* WORKING DATA *
--- START ---
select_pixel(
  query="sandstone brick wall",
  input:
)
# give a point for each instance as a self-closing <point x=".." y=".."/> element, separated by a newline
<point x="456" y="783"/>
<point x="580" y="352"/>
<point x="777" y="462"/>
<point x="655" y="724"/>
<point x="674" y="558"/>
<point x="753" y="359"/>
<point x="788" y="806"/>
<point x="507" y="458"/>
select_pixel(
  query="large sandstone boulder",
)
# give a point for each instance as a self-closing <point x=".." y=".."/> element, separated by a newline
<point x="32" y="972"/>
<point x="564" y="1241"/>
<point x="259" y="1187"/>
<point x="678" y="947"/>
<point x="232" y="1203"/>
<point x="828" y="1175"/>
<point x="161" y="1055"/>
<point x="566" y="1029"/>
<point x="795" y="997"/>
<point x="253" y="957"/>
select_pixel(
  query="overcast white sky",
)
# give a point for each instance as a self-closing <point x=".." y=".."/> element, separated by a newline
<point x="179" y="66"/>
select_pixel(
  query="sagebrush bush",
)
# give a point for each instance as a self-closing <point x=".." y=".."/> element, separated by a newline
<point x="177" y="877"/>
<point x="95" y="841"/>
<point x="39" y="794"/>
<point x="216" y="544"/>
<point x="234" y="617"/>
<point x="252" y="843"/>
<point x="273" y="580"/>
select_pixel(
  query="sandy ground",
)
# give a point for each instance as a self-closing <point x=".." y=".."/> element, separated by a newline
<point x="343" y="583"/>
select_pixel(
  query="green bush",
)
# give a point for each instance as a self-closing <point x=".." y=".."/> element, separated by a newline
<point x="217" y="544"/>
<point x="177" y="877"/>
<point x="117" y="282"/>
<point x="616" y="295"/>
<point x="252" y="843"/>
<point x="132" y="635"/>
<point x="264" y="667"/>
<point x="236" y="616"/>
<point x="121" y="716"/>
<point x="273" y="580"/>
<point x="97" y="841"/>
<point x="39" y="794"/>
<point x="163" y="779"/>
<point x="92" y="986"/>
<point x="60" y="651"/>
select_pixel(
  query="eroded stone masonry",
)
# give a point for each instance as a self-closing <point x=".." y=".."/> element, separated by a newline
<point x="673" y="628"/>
--- END ---
* ACTIVITY *
Every entry shown above should be written out again without a single difference.

* ANSWER BOX *
select_pixel(
  query="sandstone brick wall",
  input:
)
# give a point for each instance as a self-closing <point x=".." y=".."/> element, separated by a newline
<point x="456" y="783"/>
<point x="580" y="352"/>
<point x="777" y="462"/>
<point x="655" y="724"/>
<point x="674" y="558"/>
<point x="753" y="359"/>
<point x="788" y="806"/>
<point x="507" y="458"/>
select_pixel(
  query="large sandstone boulder",
)
# give a point for each instance as a self-closing <point x=".." y=".."/> element, separated by a newline
<point x="32" y="972"/>
<point x="564" y="1241"/>
<point x="259" y="1187"/>
<point x="678" y="947"/>
<point x="232" y="1203"/>
<point x="828" y="1175"/>
<point x="161" y="1055"/>
<point x="566" y="1029"/>
<point x="795" y="997"/>
<point x="253" y="957"/>
select_pixel(
  query="overcast white sky",
)
# give a point for each instance as a self-closing <point x=".." y=".."/> element, separated by a newline
<point x="179" y="66"/>
select_pixel(
  query="sagebrush bush",
)
# give a point for each instance as a self-closing <point x=".." y=".."/> element, separated by a newline
<point x="177" y="877"/>
<point x="95" y="841"/>
<point x="39" y="794"/>
<point x="216" y="544"/>
<point x="234" y="617"/>
<point x="252" y="843"/>
<point x="273" y="580"/>
select_pixel(
  query="sandy ground",
)
# give a point for each instance as a self-closing <point x=".." y=".."/> element, separated by a newline
<point x="343" y="583"/>
select_pixel(
  query="green bush",
)
# give a point for each instance as a self-closing <point x=".." y=".."/> element, separated by a newline
<point x="217" y="544"/>
<point x="177" y="877"/>
<point x="117" y="282"/>
<point x="616" y="295"/>
<point x="252" y="843"/>
<point x="132" y="635"/>
<point x="264" y="667"/>
<point x="236" y="616"/>
<point x="121" y="716"/>
<point x="273" y="580"/>
<point x="97" y="841"/>
<point x="39" y="794"/>
<point x="163" y="779"/>
<point x="92" y="986"/>
<point x="60" y="651"/>
select_pixel(
  query="eroded stone masonry",
)
# give a point for each instance as a self-closing <point x=".." y=".."/> element, separated by a newline
<point x="673" y="628"/>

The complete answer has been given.